PAGE TEXT
━━━━

Desert Island Discs…

Here in dear old Blighty, home of the brash, outrageous and “free”, we have a radio show where people of note (scientists, poets, politicians, celebrities, singers etc etc etc) discuss their lives, loves and achievements with the host while, at the same time, selecting 8 pieces of music that they would take with them to a desert island.  At the end of the show only one piece of music can be selected from the list, they are given the complete works of Shakespeare as well as the Bible…they can choose another book and a luxury item.

It’s an institution.

Sunday mornings.

Radio 4.

I’m not important or interesting enough to ever be a guest but here are my selections.

“Age of Consent” by New Order

When Ian Curtis died it would have been the easiest thing in the world for the remaining members of Joy Division to recruit another singer and carry on or to simply disband, fade away and maybe, one day, grow fat on past glories.  That, I think, is what most people expected…but they didn’t do either of those things, they did something much more spectacular.

They grieved the passing of their friend and then they set about creating something new from the destruction that his suicide had left behind.  Something new…New Order.  A new band and yet the same band.  Stephen, Bernard and Peter joined by Gillian…Bernard took to the mic with a broken, gentle, plaintive, honest voice and it felt and sounded just right.

When routine bites hard...
When routine bites hard…

There are so many things I love about this song…the drums on the intro…the bass (oh Hooky) but most of all it’s Bernard singing, chanting, intoning…”I’ve lost you, I’ve lost you, I’ve lost you”.  It makes me think about people I’ve lost…those who have slipped away in time and distance, those who have passed and those who I have hurt, repelled and insulted (a bigger list than I would like it to have be).

━━━━

Data items:
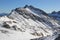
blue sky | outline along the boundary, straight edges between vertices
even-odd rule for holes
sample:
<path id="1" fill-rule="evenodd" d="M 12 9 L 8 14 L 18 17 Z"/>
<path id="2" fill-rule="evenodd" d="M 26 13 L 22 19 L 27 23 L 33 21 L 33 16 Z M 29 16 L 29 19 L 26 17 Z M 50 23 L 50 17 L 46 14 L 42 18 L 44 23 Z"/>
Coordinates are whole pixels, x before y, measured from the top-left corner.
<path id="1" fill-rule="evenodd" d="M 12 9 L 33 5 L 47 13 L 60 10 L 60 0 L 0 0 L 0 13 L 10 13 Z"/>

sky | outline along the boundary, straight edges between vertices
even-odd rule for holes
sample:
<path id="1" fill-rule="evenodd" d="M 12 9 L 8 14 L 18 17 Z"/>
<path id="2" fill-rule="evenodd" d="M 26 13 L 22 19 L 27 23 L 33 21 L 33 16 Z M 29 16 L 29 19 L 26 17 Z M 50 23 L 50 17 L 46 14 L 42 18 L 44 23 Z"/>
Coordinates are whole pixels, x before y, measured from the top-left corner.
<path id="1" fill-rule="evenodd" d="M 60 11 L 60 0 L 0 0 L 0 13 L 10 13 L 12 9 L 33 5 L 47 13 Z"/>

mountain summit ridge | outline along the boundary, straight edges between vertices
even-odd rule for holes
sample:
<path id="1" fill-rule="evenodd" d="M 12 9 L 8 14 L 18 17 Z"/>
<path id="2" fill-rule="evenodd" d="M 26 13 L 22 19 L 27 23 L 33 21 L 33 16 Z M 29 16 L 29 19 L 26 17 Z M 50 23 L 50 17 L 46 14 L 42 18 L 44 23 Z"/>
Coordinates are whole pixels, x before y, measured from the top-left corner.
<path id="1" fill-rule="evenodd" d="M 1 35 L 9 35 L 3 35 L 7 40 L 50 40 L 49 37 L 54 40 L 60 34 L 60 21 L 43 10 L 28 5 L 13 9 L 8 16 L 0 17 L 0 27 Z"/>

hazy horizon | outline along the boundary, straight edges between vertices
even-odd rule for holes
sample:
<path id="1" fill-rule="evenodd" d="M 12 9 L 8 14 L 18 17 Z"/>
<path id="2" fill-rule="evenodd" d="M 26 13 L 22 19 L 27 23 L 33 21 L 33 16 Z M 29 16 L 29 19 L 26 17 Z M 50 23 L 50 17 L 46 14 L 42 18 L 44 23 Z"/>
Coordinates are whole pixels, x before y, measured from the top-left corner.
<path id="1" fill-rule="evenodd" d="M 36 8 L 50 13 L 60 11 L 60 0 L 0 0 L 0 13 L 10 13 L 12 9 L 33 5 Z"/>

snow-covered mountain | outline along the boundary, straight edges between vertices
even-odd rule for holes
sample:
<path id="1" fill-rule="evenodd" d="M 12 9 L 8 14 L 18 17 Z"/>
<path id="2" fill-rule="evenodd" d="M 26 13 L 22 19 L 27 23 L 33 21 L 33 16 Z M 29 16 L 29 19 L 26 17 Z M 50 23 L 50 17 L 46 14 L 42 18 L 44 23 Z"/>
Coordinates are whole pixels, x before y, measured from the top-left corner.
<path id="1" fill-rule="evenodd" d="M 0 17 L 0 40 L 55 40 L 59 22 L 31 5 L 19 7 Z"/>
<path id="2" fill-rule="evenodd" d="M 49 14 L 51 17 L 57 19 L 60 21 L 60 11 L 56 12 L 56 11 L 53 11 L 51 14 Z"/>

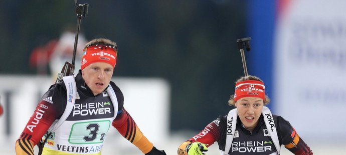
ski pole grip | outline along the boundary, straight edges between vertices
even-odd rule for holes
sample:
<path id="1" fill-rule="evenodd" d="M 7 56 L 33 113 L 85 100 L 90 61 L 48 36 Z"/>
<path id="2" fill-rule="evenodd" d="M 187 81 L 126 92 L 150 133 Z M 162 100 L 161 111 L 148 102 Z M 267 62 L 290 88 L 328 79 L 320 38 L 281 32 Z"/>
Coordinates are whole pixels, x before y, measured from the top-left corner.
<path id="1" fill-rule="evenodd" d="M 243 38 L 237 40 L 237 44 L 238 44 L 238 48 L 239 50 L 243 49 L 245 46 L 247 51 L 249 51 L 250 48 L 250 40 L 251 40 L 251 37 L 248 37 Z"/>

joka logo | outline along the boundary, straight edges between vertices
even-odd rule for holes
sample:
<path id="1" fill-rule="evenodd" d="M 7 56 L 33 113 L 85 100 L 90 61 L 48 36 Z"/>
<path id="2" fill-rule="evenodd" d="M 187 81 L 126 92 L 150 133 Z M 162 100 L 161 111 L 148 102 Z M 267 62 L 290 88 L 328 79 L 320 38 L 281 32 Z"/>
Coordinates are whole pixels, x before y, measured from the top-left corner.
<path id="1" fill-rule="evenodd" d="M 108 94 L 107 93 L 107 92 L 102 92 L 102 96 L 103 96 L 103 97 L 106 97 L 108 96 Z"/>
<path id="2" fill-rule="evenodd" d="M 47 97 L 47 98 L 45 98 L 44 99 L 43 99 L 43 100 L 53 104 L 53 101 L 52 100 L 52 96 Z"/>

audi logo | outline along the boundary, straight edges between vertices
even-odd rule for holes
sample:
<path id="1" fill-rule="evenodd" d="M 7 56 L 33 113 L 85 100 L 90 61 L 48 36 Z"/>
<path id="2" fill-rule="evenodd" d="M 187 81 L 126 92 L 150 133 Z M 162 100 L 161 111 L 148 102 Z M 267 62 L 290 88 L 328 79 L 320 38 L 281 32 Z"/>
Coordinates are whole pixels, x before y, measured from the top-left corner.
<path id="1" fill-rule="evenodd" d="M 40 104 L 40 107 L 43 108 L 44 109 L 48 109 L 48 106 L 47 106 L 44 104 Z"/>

━━━━

SET PROBLEM
Print the passage of the Desert Island Discs post between "Here in dear" and "a luxury item.", inclusive.

RESULT
Here in dear old Blighty, home of the brash, outrageous and “free”, we have a radio show where people of note (scientists, poets, politicians, celebrities, singers etc etc etc) discuss their lives, loves and achievements with the host while, at the same time, selecting 8 pieces of music that they would take with them to a desert island.  At the end of the show only one piece of music can be selected from the list, they are given the complete works of Shakespeare as well as the Bible…they can choose another book and a luxury item.